Your answer is to be the exact text of the lines from the one containing "Place one dot per instance of the black backpack" through the final line of the entries, restated in full, with pictures omitted.

=-=-=

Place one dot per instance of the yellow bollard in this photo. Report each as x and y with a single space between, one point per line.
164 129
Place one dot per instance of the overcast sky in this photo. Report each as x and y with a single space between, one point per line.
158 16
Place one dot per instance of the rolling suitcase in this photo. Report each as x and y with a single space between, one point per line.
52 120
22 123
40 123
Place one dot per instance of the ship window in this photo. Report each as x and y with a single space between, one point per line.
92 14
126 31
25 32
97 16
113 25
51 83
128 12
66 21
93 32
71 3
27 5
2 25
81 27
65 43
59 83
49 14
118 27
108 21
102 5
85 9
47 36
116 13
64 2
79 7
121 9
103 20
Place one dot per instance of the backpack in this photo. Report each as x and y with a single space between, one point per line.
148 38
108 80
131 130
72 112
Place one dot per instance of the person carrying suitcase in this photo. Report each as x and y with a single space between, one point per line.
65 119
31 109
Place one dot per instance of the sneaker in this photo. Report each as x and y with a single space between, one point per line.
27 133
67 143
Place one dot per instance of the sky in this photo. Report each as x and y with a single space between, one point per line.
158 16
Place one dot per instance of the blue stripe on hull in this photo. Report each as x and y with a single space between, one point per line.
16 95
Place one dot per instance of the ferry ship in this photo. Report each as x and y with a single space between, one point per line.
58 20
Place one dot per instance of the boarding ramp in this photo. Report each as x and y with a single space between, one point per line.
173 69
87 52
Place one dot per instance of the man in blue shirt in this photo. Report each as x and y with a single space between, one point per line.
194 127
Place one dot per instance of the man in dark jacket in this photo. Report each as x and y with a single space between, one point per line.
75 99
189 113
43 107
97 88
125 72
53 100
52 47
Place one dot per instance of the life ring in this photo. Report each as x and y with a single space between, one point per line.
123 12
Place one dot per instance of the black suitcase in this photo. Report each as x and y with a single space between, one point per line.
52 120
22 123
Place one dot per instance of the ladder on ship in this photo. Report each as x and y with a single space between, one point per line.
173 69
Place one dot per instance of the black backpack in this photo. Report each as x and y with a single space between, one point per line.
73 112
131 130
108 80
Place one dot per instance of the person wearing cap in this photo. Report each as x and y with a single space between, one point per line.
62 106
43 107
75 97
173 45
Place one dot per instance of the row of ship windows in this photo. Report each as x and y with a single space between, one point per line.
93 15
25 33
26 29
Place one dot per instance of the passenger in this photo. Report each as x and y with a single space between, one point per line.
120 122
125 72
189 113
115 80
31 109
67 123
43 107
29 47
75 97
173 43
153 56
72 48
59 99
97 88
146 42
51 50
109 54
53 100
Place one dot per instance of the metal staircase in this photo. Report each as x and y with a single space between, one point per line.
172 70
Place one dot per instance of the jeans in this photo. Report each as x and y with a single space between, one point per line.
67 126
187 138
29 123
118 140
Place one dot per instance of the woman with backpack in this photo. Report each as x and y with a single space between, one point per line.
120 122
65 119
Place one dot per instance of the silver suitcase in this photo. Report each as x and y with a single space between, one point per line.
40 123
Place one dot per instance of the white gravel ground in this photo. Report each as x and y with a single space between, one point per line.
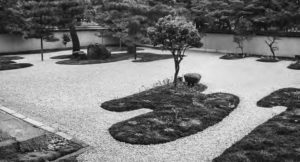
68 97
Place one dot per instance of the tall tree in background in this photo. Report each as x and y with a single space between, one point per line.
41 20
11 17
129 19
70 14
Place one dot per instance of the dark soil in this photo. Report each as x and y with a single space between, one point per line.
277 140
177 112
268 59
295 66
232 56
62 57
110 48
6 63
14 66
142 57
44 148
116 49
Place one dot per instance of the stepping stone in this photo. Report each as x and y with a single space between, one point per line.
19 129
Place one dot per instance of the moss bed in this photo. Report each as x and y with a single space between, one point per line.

=-=-=

SOLUTION FOR THIS TASK:
Place one dot per instance of the black backpack in this photo. Report each as x and y with a single space between, one point per line.
73 112
131 130
108 80
Place one dot per instance of the person wearing cap in this photo. Report each as x and y with a single space between, one point per line.
62 106
43 107
75 97
173 45
Place one dot per instance of the row of ship windows in this photo. Report each as x and y with a single space between, one point per line.
93 15
25 33
26 29
Place one dot per instance of the passenger in this photo. Report each as x and y with a single space between, one point per line.
120 122
125 72
189 113
115 80
31 109
67 123
43 107
29 47
75 97
173 43
153 56
72 48
59 99
97 88
146 42
51 50
109 54
53 100
Place one dot per instance of the metal staircase in this photo. Report each as x and y with a single space between, one point per line.
172 70
Place one dot per instance of the jeans in this photo. Report each as x and y with a single space between, one point per line.
67 126
187 138
29 123
118 140
Place one dot per instance of the woman with backpack in this photo. Report each as x and y with a single space between, one point per line.
120 122
65 119
Place one dot per instance of the silver suitcase in this photo. Report each as x and y with a single space between, one point per line.
40 123
Place one dot per instance of the white gravel ground in this photo. Report each as x and y with a single space between, one point per line.
68 97
Place one dot per instance of the tall tree in background in this photo. Report each as x and y with a single space between, one point per line.
41 20
11 17
129 19
70 14
Place one dot per instance of the dark soil in this photo. Report each as x and y with a single space between, one point per line.
277 140
177 112
268 59
295 66
232 56
62 57
110 48
6 63
14 66
142 57
44 148
116 49
Place one dot per instance of the stepping stone in this photo. Report each as x and y with a single space between, one point per line.
19 129
Place one dot per instance of the moss bed in this photo. Report each as x and y with a single space between, one point per line.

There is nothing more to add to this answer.